-- MATERIAL FOR THIS TASK --
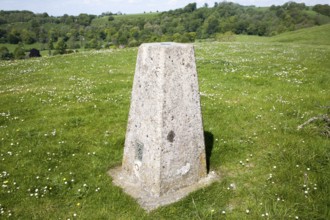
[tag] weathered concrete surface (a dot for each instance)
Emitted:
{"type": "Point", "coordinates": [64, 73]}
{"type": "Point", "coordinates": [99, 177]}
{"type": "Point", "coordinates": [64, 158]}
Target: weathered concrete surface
{"type": "Point", "coordinates": [164, 154]}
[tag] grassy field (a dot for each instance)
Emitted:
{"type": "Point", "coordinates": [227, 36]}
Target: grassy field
{"type": "Point", "coordinates": [63, 121]}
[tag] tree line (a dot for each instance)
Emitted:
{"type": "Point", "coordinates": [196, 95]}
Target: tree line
{"type": "Point", "coordinates": [60, 34]}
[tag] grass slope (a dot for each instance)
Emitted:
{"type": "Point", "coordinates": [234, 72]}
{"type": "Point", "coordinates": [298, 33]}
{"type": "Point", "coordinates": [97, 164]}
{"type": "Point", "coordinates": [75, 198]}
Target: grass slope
{"type": "Point", "coordinates": [63, 121]}
{"type": "Point", "coordinates": [318, 35]}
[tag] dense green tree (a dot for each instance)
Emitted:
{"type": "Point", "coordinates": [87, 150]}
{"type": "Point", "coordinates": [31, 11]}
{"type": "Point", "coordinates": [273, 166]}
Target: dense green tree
{"type": "Point", "coordinates": [61, 46]}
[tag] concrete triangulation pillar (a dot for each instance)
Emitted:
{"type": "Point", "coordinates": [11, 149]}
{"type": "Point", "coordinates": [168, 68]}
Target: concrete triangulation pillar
{"type": "Point", "coordinates": [164, 154]}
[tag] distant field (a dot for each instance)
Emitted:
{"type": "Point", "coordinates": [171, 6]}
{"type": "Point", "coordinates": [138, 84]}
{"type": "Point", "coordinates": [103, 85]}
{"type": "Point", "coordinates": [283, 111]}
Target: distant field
{"type": "Point", "coordinates": [319, 35]}
{"type": "Point", "coordinates": [63, 122]}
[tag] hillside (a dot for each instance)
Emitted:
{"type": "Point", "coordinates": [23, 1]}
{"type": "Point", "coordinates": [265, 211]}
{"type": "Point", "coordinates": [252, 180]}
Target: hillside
{"type": "Point", "coordinates": [181, 25]}
{"type": "Point", "coordinates": [319, 35]}
{"type": "Point", "coordinates": [265, 107]}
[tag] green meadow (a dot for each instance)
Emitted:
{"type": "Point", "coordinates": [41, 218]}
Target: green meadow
{"type": "Point", "coordinates": [63, 122]}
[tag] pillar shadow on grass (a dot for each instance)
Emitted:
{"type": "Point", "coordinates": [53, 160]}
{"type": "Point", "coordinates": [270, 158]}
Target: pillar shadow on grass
{"type": "Point", "coordinates": [209, 141]}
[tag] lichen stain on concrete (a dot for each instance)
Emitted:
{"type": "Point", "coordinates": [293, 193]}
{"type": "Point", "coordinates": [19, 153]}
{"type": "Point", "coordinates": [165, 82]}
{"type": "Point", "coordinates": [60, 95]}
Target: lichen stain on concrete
{"type": "Point", "coordinates": [170, 136]}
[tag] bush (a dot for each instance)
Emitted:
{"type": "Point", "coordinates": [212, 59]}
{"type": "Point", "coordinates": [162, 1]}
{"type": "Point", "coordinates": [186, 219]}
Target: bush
{"type": "Point", "coordinates": [19, 52]}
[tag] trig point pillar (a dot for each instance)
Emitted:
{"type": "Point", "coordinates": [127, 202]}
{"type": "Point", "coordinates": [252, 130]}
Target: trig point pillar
{"type": "Point", "coordinates": [164, 154]}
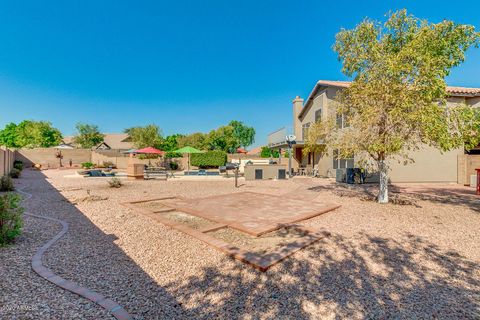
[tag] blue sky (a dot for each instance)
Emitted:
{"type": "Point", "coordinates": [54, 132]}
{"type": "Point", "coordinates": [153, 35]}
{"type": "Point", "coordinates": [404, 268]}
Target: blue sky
{"type": "Point", "coordinates": [186, 66]}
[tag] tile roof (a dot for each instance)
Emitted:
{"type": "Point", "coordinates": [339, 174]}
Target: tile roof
{"type": "Point", "coordinates": [450, 90]}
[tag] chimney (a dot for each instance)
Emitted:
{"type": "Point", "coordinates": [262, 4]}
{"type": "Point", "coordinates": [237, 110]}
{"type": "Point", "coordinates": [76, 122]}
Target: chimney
{"type": "Point", "coordinates": [297, 108]}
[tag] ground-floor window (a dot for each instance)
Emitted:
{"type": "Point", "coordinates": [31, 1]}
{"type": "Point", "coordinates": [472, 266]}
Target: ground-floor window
{"type": "Point", "coordinates": [342, 163]}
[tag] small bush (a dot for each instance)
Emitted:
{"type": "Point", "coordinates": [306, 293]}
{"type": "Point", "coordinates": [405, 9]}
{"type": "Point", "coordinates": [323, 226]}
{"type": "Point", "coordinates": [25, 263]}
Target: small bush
{"type": "Point", "coordinates": [209, 159]}
{"type": "Point", "coordinates": [115, 183]}
{"type": "Point", "coordinates": [87, 165]}
{"type": "Point", "coordinates": [15, 173]}
{"type": "Point", "coordinates": [6, 183]}
{"type": "Point", "coordinates": [17, 164]}
{"type": "Point", "coordinates": [108, 164]}
{"type": "Point", "coordinates": [10, 217]}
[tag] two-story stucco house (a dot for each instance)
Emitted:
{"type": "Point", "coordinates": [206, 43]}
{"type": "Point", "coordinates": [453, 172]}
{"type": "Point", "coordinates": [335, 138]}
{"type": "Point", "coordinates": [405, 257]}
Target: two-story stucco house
{"type": "Point", "coordinates": [430, 164]}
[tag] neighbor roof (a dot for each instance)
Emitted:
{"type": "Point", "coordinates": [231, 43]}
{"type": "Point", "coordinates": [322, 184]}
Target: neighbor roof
{"type": "Point", "coordinates": [112, 140]}
{"type": "Point", "coordinates": [452, 91]}
{"type": "Point", "coordinates": [117, 140]}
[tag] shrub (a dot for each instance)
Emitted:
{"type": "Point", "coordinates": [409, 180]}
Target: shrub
{"type": "Point", "coordinates": [115, 183]}
{"type": "Point", "coordinates": [108, 164]}
{"type": "Point", "coordinates": [6, 183]}
{"type": "Point", "coordinates": [15, 173]}
{"type": "Point", "coordinates": [209, 159]}
{"type": "Point", "coordinates": [173, 165]}
{"type": "Point", "coordinates": [87, 165]}
{"type": "Point", "coordinates": [17, 164]}
{"type": "Point", "coordinates": [170, 154]}
{"type": "Point", "coordinates": [10, 217]}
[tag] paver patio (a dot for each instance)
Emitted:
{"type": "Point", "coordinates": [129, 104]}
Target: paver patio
{"type": "Point", "coordinates": [251, 212]}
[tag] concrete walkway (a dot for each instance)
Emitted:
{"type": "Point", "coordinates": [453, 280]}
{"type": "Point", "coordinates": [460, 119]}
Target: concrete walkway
{"type": "Point", "coordinates": [114, 308]}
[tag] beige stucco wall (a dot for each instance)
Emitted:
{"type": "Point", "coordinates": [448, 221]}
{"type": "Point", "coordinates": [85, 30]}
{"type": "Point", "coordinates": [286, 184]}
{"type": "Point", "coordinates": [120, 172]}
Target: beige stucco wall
{"type": "Point", "coordinates": [430, 166]}
{"type": "Point", "coordinates": [474, 102]}
{"type": "Point", "coordinates": [46, 156]}
{"type": "Point", "coordinates": [466, 167]}
{"type": "Point", "coordinates": [270, 171]}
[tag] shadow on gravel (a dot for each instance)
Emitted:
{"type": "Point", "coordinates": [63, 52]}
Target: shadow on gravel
{"type": "Point", "coordinates": [89, 257]}
{"type": "Point", "coordinates": [458, 196]}
{"type": "Point", "coordinates": [368, 277]}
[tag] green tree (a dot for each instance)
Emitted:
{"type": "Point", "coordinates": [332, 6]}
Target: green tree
{"type": "Point", "coordinates": [223, 139]}
{"type": "Point", "coordinates": [397, 101]}
{"type": "Point", "coordinates": [245, 135]}
{"type": "Point", "coordinates": [37, 134]}
{"type": "Point", "coordinates": [196, 140]}
{"type": "Point", "coordinates": [8, 136]}
{"type": "Point", "coordinates": [88, 135]}
{"type": "Point", "coordinates": [170, 143]}
{"type": "Point", "coordinates": [147, 136]}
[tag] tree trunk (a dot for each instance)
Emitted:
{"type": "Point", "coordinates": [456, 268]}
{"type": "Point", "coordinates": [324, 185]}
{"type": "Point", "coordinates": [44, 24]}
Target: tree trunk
{"type": "Point", "coordinates": [383, 192]}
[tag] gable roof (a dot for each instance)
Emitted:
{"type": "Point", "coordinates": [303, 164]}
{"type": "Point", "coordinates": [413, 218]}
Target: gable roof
{"type": "Point", "coordinates": [451, 91]}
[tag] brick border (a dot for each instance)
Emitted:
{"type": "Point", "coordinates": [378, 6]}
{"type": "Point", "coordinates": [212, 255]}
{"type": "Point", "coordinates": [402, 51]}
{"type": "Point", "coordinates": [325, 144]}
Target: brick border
{"type": "Point", "coordinates": [240, 227]}
{"type": "Point", "coordinates": [37, 265]}
{"type": "Point", "coordinates": [257, 261]}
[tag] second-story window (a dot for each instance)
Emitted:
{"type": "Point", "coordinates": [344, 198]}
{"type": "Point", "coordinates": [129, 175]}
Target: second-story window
{"type": "Point", "coordinates": [342, 163]}
{"type": "Point", "coordinates": [318, 115]}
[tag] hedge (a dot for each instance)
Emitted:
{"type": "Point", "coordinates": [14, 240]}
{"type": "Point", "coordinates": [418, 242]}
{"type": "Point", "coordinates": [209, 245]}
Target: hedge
{"type": "Point", "coordinates": [209, 159]}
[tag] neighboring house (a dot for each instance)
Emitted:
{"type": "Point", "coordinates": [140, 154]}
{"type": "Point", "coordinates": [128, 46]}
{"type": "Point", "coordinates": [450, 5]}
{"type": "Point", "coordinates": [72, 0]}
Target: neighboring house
{"type": "Point", "coordinates": [111, 141]}
{"type": "Point", "coordinates": [430, 164]}
{"type": "Point", "coordinates": [255, 151]}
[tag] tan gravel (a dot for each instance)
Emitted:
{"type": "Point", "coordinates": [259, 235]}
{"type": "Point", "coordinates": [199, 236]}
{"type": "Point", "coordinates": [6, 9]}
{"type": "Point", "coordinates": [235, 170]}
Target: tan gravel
{"type": "Point", "coordinates": [382, 261]}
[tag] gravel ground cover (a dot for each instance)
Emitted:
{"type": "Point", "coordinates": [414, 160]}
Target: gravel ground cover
{"type": "Point", "coordinates": [188, 220]}
{"type": "Point", "coordinates": [381, 261]}
{"type": "Point", "coordinates": [152, 205]}
{"type": "Point", "coordinates": [23, 294]}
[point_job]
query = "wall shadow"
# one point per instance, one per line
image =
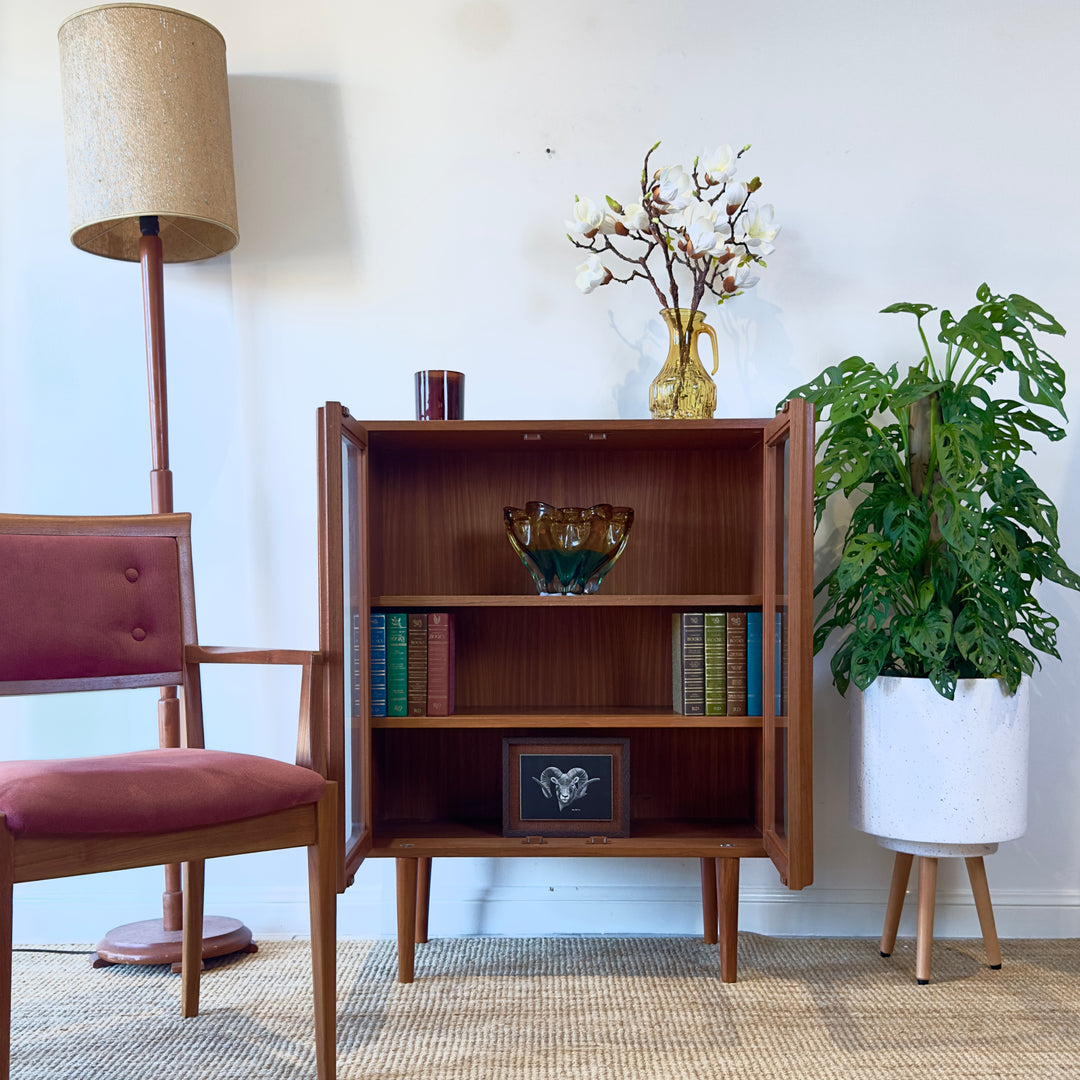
(294, 187)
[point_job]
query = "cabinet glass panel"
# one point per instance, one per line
(355, 638)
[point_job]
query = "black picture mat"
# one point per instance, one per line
(604, 810)
(593, 805)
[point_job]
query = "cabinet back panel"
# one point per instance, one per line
(436, 523)
(563, 658)
(456, 774)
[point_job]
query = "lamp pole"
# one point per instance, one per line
(149, 157)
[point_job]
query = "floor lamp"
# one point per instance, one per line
(149, 164)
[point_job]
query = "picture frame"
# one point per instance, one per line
(542, 795)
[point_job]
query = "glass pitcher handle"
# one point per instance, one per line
(705, 328)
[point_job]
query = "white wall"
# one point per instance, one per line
(404, 172)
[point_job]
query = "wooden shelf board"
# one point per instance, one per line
(567, 718)
(647, 839)
(685, 603)
(547, 435)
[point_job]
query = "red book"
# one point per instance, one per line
(440, 663)
(416, 669)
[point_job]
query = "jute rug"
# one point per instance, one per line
(567, 1009)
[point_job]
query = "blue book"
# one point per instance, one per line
(778, 667)
(753, 663)
(378, 662)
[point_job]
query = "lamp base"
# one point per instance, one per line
(148, 942)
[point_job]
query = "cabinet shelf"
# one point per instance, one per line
(596, 599)
(663, 838)
(567, 718)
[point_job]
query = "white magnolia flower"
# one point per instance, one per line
(759, 229)
(734, 196)
(739, 278)
(718, 165)
(633, 218)
(700, 237)
(592, 273)
(671, 187)
(589, 219)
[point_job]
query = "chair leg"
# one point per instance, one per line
(322, 891)
(976, 874)
(7, 881)
(727, 872)
(709, 916)
(422, 899)
(901, 872)
(191, 946)
(406, 918)
(925, 931)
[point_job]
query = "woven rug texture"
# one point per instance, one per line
(565, 1009)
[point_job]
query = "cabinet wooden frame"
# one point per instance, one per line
(410, 518)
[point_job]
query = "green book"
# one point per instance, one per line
(397, 664)
(716, 663)
(737, 663)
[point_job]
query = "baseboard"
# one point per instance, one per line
(367, 910)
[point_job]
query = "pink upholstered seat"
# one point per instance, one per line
(102, 604)
(154, 791)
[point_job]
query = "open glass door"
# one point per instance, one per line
(343, 621)
(787, 589)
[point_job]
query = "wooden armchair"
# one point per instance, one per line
(108, 603)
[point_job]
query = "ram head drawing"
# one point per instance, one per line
(565, 787)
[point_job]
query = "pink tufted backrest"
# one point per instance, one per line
(89, 607)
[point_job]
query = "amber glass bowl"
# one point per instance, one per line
(567, 550)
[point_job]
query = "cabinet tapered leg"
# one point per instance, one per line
(727, 874)
(976, 874)
(406, 918)
(709, 916)
(422, 899)
(901, 872)
(925, 931)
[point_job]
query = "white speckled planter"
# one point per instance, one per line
(934, 777)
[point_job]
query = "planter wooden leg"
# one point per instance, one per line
(727, 873)
(976, 874)
(925, 932)
(901, 872)
(709, 916)
(422, 899)
(406, 918)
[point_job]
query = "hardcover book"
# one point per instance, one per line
(397, 664)
(778, 665)
(417, 665)
(716, 663)
(754, 649)
(737, 663)
(688, 663)
(378, 661)
(440, 663)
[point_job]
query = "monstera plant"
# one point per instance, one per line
(949, 535)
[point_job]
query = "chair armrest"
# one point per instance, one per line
(311, 739)
(234, 655)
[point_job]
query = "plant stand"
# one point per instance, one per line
(928, 855)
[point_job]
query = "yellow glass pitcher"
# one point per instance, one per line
(684, 390)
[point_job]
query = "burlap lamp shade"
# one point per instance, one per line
(146, 119)
(149, 163)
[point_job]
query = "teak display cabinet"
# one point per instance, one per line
(410, 520)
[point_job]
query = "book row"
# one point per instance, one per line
(412, 664)
(717, 663)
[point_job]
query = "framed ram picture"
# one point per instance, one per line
(565, 786)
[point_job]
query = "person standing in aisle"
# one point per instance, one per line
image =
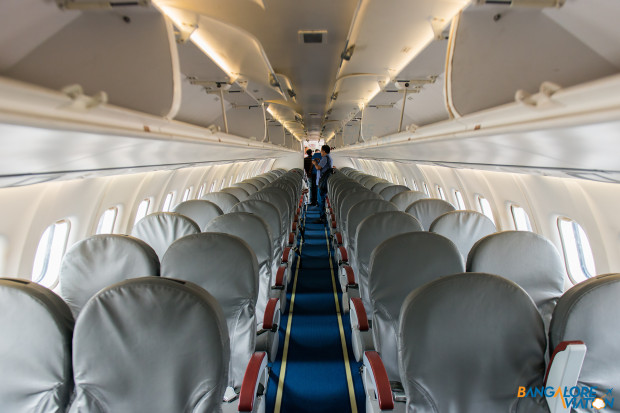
(325, 165)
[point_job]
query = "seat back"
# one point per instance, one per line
(222, 199)
(270, 214)
(199, 211)
(100, 261)
(347, 201)
(277, 198)
(240, 193)
(427, 210)
(403, 199)
(371, 232)
(153, 345)
(464, 228)
(35, 348)
(589, 312)
(227, 268)
(389, 191)
(467, 342)
(379, 186)
(398, 266)
(358, 212)
(525, 258)
(161, 229)
(254, 230)
(247, 187)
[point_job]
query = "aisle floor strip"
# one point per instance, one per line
(343, 340)
(287, 337)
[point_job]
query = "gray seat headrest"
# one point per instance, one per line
(390, 191)
(361, 210)
(371, 232)
(427, 210)
(240, 193)
(403, 199)
(398, 266)
(222, 199)
(347, 201)
(150, 344)
(379, 186)
(253, 230)
(100, 261)
(161, 229)
(265, 210)
(589, 312)
(35, 348)
(525, 258)
(277, 198)
(464, 228)
(199, 210)
(466, 342)
(227, 268)
(247, 187)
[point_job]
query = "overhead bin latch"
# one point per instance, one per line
(539, 4)
(99, 5)
(542, 99)
(80, 101)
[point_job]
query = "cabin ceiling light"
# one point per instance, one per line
(189, 30)
(539, 4)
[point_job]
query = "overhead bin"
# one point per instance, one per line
(101, 51)
(497, 51)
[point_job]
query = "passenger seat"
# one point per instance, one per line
(35, 348)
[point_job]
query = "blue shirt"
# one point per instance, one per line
(326, 163)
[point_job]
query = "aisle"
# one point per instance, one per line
(315, 377)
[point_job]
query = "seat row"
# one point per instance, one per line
(145, 344)
(395, 260)
(234, 260)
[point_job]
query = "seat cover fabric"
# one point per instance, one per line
(161, 229)
(403, 199)
(466, 344)
(371, 232)
(247, 187)
(35, 348)
(222, 199)
(379, 186)
(100, 261)
(589, 312)
(390, 191)
(152, 345)
(398, 266)
(348, 200)
(254, 230)
(227, 268)
(427, 210)
(360, 211)
(240, 193)
(277, 198)
(464, 228)
(270, 214)
(199, 211)
(526, 258)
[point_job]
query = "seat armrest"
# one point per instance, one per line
(374, 364)
(359, 319)
(350, 276)
(280, 275)
(563, 371)
(338, 238)
(251, 380)
(269, 318)
(285, 254)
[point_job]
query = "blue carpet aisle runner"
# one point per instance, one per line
(315, 378)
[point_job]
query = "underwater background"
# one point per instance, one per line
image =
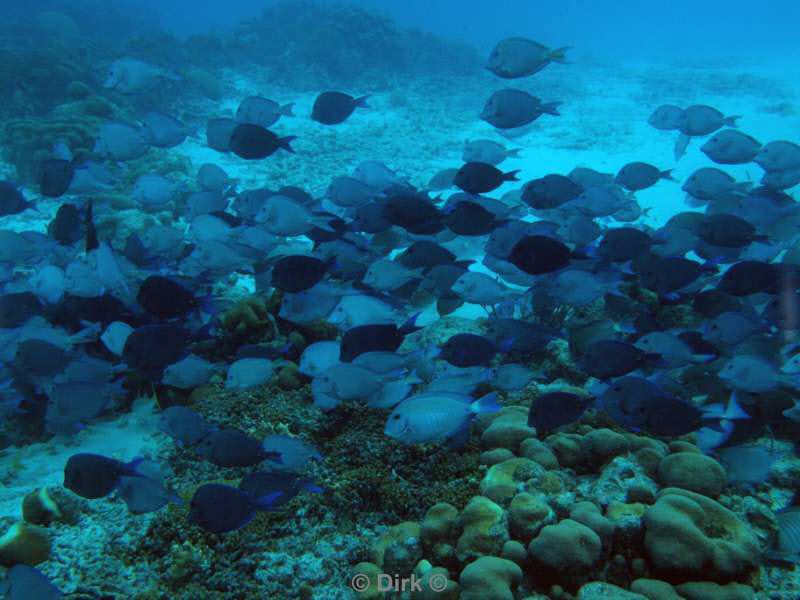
(415, 300)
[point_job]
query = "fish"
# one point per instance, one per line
(247, 373)
(487, 151)
(516, 57)
(609, 358)
(707, 183)
(666, 117)
(636, 176)
(550, 191)
(219, 132)
(221, 508)
(28, 583)
(294, 453)
(184, 425)
(95, 476)
(233, 448)
(434, 417)
(132, 76)
(539, 254)
(374, 337)
(55, 177)
(778, 156)
(553, 410)
(731, 147)
(699, 119)
(786, 546)
(12, 202)
(332, 108)
(189, 372)
(163, 131)
(252, 142)
(265, 483)
(469, 350)
(261, 111)
(480, 178)
(510, 108)
(298, 273)
(121, 142)
(166, 298)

-- WHAT THE EXERCISE ASKS --
In the records, which lines use the word "glass"? Report them.

-- PROBLEM SOLUTION --
query = "cabinet glass panel"
query = "glass pitcher handle"
query = "open glass door"
query = "amber glass bowl"
query = "yellow glass pitcher"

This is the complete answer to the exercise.